(Saved entries):
*** Block opens ***
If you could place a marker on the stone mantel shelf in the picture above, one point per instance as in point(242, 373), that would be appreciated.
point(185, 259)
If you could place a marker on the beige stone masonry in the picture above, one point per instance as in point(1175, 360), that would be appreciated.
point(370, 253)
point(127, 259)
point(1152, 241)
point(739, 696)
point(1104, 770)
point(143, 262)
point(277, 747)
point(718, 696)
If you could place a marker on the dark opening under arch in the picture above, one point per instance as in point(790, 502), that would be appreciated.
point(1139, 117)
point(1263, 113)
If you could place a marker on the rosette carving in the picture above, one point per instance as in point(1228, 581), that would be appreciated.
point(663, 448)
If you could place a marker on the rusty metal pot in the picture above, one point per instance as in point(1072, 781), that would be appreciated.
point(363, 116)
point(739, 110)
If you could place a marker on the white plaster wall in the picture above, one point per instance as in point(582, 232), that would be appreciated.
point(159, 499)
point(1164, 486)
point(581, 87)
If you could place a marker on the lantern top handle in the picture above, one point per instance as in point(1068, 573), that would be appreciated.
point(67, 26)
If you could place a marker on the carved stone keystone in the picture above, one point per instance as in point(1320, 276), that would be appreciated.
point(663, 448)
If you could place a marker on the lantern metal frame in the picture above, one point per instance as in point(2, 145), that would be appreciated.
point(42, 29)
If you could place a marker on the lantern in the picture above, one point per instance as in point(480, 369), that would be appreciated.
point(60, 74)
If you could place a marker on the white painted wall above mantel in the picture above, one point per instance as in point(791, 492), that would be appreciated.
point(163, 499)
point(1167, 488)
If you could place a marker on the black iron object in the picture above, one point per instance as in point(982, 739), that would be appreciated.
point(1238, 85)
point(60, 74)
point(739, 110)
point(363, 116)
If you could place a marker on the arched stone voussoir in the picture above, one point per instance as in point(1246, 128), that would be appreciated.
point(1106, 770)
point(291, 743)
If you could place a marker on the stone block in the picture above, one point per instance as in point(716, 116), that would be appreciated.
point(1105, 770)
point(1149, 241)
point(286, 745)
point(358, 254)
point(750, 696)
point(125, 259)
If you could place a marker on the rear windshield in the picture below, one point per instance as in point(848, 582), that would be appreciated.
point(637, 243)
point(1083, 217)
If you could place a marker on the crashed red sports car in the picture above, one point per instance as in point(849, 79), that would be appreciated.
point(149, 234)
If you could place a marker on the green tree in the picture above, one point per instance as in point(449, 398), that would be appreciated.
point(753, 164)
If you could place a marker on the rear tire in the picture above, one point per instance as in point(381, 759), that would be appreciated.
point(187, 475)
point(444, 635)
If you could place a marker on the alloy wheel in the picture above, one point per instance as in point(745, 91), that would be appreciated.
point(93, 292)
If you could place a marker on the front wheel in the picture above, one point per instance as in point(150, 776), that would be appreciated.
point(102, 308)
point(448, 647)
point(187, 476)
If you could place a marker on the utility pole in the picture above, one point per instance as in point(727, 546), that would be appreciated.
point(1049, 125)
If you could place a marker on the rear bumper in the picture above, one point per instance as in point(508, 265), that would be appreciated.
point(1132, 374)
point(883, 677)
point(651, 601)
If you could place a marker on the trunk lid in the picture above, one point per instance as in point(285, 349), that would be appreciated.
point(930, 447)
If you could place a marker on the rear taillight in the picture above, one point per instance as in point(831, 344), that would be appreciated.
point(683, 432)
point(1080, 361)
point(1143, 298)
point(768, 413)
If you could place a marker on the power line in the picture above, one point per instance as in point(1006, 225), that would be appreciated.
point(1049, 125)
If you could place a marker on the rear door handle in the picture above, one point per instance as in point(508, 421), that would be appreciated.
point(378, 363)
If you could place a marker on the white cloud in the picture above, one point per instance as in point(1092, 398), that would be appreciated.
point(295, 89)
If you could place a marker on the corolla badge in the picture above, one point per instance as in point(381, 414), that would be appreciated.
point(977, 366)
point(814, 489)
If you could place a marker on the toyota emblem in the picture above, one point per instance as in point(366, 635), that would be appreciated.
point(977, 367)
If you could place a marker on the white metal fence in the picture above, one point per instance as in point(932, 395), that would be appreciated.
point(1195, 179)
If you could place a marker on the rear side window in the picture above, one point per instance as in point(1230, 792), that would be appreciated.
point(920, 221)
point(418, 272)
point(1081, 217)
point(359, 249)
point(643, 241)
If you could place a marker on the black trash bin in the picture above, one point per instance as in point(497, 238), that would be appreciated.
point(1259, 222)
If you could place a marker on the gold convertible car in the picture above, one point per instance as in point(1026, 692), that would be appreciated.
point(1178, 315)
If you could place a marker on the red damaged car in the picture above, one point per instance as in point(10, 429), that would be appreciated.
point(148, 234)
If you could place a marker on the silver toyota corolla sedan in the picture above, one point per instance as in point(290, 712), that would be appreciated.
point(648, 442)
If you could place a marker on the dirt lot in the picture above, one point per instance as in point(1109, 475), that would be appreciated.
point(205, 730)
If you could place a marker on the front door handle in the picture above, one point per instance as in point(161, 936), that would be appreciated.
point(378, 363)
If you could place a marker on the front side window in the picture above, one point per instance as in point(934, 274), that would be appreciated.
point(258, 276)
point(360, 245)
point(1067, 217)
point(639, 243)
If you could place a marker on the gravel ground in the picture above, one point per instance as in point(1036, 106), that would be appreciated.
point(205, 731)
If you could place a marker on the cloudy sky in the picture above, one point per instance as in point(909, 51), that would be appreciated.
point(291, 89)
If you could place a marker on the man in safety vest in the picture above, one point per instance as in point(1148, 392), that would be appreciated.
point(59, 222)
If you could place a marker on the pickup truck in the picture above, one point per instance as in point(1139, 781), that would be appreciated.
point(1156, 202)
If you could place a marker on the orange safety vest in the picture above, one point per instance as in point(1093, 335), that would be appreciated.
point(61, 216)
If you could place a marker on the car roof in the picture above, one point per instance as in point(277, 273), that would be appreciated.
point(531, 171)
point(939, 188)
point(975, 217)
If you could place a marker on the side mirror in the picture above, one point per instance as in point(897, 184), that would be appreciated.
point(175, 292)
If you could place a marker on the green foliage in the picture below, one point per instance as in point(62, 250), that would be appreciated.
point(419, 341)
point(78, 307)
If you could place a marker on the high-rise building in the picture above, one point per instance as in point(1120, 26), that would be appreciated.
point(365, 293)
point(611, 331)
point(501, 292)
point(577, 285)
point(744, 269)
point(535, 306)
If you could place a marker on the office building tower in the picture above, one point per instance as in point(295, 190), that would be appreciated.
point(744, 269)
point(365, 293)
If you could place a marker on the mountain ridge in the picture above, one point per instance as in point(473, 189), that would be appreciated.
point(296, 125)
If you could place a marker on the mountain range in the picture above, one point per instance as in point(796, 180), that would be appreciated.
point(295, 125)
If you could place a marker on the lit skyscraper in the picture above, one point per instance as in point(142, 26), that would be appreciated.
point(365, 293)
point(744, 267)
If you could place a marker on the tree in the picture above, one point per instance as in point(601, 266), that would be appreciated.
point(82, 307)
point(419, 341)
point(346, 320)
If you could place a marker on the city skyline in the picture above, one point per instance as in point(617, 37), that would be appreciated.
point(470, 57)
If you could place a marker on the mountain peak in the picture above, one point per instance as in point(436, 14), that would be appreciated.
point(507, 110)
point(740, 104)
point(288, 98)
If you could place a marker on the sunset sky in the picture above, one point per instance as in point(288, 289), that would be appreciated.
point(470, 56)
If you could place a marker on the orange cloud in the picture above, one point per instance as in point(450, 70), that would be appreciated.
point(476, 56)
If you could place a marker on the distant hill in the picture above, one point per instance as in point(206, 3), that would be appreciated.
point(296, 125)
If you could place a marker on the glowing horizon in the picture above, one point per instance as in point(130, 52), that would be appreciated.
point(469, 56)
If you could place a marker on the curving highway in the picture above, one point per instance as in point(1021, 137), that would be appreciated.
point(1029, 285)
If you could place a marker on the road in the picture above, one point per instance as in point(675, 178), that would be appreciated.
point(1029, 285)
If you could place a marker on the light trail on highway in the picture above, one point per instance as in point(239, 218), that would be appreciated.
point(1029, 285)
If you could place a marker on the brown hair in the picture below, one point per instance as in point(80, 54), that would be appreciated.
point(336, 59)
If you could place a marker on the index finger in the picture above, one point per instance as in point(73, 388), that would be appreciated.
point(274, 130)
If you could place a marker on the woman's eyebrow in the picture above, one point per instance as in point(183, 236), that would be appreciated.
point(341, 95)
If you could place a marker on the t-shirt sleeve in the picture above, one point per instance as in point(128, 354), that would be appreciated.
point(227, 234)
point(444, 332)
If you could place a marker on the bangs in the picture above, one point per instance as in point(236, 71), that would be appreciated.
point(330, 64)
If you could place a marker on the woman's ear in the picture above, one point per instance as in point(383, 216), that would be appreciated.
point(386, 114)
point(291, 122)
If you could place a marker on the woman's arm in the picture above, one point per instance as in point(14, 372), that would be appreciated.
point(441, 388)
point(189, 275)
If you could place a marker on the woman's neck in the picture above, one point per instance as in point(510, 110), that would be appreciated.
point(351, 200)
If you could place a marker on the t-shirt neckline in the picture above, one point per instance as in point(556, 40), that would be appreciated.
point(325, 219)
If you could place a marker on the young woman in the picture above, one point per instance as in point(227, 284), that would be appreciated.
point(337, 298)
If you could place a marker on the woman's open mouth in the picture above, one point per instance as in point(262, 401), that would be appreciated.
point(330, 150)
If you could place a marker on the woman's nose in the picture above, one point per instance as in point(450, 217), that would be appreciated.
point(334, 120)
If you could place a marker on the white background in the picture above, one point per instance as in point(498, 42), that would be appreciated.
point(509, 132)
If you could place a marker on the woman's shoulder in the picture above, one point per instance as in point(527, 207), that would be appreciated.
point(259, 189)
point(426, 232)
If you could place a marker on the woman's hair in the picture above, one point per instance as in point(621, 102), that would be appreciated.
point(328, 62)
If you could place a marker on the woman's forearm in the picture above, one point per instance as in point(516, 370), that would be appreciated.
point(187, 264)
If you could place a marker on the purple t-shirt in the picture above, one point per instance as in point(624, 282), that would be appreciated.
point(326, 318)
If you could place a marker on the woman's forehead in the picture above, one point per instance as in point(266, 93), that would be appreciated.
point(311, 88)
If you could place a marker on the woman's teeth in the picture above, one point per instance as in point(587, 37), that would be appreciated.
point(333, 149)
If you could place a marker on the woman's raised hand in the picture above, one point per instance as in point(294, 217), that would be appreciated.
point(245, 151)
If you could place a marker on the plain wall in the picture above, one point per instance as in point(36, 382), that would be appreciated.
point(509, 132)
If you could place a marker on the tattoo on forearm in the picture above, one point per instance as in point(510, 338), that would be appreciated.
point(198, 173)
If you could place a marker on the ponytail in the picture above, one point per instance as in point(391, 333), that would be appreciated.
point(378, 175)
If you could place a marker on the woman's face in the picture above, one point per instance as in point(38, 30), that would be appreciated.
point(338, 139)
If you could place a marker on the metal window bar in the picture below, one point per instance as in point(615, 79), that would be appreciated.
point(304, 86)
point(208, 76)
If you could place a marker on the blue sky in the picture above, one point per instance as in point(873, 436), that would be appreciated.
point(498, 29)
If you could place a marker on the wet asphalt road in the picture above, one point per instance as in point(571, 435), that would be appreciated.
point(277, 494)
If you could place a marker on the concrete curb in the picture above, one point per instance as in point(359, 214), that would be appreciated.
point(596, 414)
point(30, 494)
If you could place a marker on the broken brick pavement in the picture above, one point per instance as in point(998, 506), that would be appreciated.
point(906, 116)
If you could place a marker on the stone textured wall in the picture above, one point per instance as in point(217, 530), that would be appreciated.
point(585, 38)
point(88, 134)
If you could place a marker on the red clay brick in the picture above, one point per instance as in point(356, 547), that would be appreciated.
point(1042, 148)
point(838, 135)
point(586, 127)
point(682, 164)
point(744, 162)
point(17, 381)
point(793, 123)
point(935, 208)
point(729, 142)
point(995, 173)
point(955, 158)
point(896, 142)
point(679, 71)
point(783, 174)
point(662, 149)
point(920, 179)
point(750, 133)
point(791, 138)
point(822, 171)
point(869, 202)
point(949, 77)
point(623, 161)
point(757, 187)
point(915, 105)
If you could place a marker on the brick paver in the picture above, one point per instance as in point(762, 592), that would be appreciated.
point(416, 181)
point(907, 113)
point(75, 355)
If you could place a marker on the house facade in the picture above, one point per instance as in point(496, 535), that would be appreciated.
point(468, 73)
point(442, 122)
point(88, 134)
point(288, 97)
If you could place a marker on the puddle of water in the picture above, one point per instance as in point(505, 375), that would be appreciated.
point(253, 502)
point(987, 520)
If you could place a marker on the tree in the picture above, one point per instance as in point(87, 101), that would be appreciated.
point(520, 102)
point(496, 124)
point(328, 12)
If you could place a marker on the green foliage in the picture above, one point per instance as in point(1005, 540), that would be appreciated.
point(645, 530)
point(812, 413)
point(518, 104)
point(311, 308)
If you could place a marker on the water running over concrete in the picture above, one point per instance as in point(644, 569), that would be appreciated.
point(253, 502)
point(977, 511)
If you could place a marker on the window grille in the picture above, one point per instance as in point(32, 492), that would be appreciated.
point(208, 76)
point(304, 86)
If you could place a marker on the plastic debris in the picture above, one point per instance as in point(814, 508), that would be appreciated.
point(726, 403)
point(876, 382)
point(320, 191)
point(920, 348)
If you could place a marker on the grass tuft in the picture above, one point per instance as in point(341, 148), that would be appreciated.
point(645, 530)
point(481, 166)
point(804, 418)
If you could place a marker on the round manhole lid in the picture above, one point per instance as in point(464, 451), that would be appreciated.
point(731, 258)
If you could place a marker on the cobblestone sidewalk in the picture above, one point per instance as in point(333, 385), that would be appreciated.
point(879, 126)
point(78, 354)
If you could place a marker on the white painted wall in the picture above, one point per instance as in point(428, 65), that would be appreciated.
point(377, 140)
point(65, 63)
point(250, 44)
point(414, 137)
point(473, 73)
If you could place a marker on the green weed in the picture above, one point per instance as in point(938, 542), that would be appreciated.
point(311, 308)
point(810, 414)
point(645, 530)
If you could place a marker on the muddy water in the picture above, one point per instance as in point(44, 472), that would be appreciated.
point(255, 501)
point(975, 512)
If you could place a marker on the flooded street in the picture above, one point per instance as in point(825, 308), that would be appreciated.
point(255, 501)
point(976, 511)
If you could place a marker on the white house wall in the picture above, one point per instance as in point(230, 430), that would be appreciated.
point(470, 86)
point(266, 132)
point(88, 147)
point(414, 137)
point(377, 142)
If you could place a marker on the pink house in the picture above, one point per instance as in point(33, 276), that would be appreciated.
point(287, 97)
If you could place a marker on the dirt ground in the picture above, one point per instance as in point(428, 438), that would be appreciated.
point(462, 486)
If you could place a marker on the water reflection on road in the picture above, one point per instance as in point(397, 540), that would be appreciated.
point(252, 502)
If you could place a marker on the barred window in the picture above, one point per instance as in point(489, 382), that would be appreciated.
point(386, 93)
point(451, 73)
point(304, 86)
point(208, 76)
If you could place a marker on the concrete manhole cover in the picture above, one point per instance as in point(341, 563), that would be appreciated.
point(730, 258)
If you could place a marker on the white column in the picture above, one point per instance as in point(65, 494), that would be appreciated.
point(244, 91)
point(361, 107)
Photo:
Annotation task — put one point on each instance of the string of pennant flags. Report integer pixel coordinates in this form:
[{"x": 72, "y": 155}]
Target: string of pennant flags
*** Block closes ***
(Requirement):
Line count for "string": state how many lines of the records contain it, and give only the number.

(Expected output):
2